═════ Page text ═════

What does it means when $\triangle S_{\mathrm{rxn}}$ is negative? In this system, two gases are coming together to form a solid, and the value of $\triangle S_{\mathrm{rxn}}$ is negative. We can make a conclusion that if the order of the system increases, then the change in entropy value $(\triangle S)$ will be negative. In other words, if a system goes from a state of high disorder (two moles of gas) to a state of low disorder (one mole of solid), the entropy change is negative. Let’s try another example.

Example:

For the reaction $\mathrm{CaCO}_{3(s)} \rightarrow \mathrm{CaO}_{(s)} + \mathrm{CO}_{2(g)}$ at $25^\circ\mathrm{C}$, calculate the value of $\triangle S_{\mathrm{rxn}}$.

Given: $S(\mathrm{CaCO}_{3(s)}) = 92.9 \ \mathrm{J/K}\cdot\mathrm{mol}$; $S(\mathrm{CaO}_{(s)}) = 39.8 \ \mathrm{J/K} \cdot\mathrm{mol}$; and $S(\mathrm{CO}_{2(g)}) = 213.6 \ \mathrm{J/K} \cdot\mathrm{mol}$.

═════ Data provided ═════

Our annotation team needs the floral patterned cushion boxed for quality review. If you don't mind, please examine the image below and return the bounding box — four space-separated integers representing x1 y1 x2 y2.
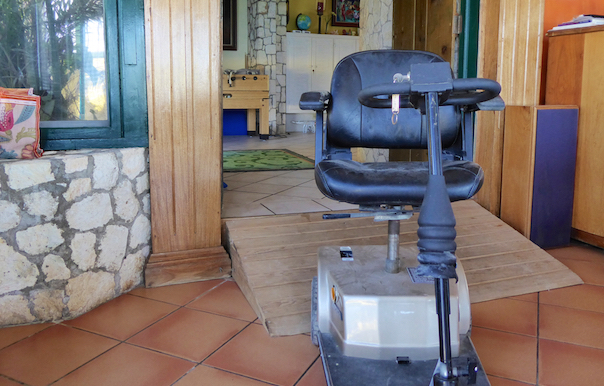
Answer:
0 87 42 159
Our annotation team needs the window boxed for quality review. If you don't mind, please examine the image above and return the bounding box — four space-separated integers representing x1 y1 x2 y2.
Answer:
0 0 148 150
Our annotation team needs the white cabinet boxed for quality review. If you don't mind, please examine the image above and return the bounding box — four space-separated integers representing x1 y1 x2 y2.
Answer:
285 32 359 113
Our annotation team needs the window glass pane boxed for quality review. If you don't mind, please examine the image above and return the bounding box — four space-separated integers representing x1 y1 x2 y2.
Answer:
0 0 109 127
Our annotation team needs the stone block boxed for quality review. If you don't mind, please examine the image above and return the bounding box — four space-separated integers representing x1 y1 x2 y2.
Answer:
0 295 36 326
265 44 277 55
70 232 96 271
120 147 147 180
63 156 88 174
129 214 151 249
29 289 65 321
119 247 149 292
277 75 285 87
65 193 113 231
63 178 92 202
92 153 119 189
267 1 277 19
136 173 149 195
277 1 287 15
65 271 115 316
0 200 21 232
16 223 65 255
23 191 59 219
96 225 128 271
113 180 140 222
256 51 268 65
0 238 40 296
4 159 55 190
42 254 71 282
141 193 151 214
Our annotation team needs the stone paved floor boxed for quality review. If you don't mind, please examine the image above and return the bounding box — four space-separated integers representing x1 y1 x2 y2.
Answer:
222 133 357 218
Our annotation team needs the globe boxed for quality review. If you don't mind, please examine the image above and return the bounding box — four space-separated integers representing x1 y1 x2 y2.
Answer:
296 14 310 30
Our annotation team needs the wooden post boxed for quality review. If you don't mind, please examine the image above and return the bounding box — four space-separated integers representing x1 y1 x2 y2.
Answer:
475 0 545 215
145 0 230 285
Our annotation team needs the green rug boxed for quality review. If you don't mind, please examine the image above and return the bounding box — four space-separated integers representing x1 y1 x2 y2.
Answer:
222 149 315 172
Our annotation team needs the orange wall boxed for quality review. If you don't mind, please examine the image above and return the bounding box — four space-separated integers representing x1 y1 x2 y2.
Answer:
540 0 604 104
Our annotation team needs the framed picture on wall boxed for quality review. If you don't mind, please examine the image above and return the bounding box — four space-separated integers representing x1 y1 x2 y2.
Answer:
331 0 361 28
222 0 237 51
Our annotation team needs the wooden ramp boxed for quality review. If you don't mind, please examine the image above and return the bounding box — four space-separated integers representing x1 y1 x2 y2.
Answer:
223 201 582 336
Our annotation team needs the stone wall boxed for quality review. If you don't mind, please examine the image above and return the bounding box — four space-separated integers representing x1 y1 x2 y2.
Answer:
0 148 151 326
247 0 287 134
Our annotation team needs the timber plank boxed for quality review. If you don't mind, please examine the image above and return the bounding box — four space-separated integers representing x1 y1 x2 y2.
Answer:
224 201 581 336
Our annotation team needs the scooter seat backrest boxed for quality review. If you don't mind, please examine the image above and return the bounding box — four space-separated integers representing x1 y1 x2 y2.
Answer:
327 50 461 149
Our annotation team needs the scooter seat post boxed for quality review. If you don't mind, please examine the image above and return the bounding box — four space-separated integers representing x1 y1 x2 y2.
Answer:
385 220 401 273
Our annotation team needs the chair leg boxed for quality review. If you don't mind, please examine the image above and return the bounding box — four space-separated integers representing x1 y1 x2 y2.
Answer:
386 220 401 273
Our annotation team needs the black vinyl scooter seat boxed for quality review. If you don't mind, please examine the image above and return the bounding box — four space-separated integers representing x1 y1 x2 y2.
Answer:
315 160 484 206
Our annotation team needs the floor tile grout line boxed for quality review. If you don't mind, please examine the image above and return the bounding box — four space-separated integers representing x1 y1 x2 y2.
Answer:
294 353 321 386
198 322 254 365
0 322 53 352
183 306 258 323
45 280 253 384
0 374 30 386
195 363 280 386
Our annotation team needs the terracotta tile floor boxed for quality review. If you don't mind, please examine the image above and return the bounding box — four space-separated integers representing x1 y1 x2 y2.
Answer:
0 243 604 386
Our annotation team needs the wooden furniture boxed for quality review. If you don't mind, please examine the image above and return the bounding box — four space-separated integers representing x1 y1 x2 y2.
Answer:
545 26 604 247
141 0 231 285
285 32 359 114
222 74 270 139
501 106 579 248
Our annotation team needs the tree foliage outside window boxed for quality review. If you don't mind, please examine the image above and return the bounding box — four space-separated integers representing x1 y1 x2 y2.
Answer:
0 0 148 150
0 0 108 126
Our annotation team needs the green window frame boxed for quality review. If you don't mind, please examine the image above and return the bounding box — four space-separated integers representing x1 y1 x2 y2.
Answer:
40 0 149 150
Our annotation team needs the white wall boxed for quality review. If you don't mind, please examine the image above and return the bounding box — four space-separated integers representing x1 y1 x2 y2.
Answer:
222 0 248 70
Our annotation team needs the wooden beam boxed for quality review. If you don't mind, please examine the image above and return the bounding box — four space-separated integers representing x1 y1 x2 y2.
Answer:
475 0 545 215
145 0 222 255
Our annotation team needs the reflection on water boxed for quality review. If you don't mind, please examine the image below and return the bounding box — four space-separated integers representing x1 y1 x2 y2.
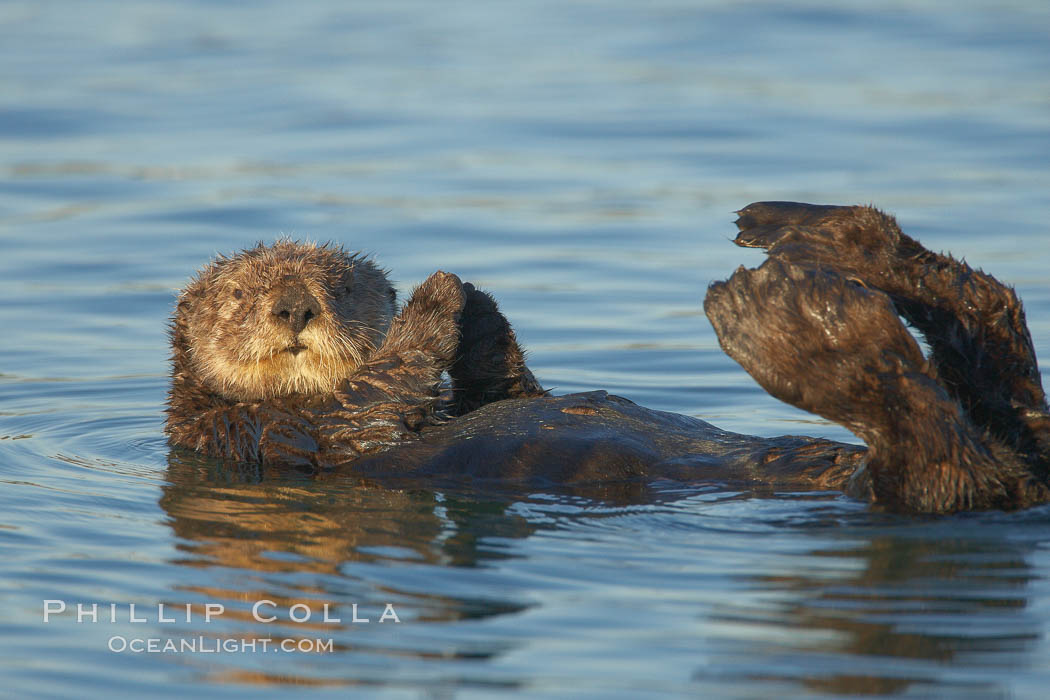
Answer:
0 0 1050 698
152 452 1046 697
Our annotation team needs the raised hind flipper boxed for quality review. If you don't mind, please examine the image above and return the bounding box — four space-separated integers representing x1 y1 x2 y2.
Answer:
736 201 1050 480
704 257 1050 512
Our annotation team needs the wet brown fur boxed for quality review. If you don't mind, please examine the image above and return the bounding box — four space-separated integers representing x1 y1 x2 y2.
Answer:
167 203 1050 513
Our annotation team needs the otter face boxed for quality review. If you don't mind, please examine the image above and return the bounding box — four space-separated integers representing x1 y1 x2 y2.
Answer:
174 240 396 401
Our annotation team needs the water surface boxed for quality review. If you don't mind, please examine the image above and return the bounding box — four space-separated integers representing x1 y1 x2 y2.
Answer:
0 0 1050 698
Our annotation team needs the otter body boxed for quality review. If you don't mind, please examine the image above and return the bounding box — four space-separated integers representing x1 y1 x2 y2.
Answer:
166 203 1050 512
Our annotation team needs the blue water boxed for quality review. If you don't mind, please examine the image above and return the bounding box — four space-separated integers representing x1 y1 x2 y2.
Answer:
0 0 1050 698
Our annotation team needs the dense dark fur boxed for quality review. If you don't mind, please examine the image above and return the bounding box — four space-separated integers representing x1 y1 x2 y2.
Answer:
705 203 1050 512
169 203 1050 513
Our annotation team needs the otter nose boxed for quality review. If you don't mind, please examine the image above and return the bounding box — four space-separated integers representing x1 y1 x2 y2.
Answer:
272 285 321 333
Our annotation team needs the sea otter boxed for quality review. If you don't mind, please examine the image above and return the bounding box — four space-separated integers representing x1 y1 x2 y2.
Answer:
166 203 1050 513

═════

● **Required tasks**
• A. Reproduce, word for word, the passage of the entropy excerpt that opens with the words containing "What does it" and closes with "try another example.".
• B. From the entropy excerpt, list each substance given an entropy value, along with that value.

● **Set of answers**
• A.
What does it means when $\triangle S_{\mathrm{rxn}}$ is negative? In this system, two gases are coming together to form a solid, and the value of $\triangle S_{\mathrm{rxn}}$ is negative. We can make a conclusion that if the order of the system increases, then the change in entropy value $(\triangle S)$ will be negative. In other words, if a system goes from a state of high disorder (two moles of gas) to a state of low disorder (one mole of solid), the entropy change is negative. Let’s try another example.

• B.
- CaCO₃(s): 92.9 J/K·mol
- CaO(s): 39.8 J/K·mol
- CO₂(g): 213.6 J/K·mol